▶ **REQUEST**
Substitute "distinct" for "separate" in the stretch from the start of the records through the line containing "An instance may", and write those lines out again with nothing else changed.

## START DATA ROWS

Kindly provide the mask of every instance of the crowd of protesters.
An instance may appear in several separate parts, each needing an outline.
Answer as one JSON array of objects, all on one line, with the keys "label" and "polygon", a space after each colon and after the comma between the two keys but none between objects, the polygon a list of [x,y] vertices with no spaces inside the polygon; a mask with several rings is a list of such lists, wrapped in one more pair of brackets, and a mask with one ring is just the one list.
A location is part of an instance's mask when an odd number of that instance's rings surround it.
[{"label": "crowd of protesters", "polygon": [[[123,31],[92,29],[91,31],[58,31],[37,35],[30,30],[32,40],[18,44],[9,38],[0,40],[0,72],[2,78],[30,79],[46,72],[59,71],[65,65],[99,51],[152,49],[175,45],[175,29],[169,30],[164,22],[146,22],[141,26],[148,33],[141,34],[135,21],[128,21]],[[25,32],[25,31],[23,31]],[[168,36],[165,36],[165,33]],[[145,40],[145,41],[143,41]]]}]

## END DATA ROWS

▶ **REPLY TO THE EXERCISE**
Kindly provide the mask of every instance of the crowd of protesters.
An instance may appear in several distinct parts, each needing an outline.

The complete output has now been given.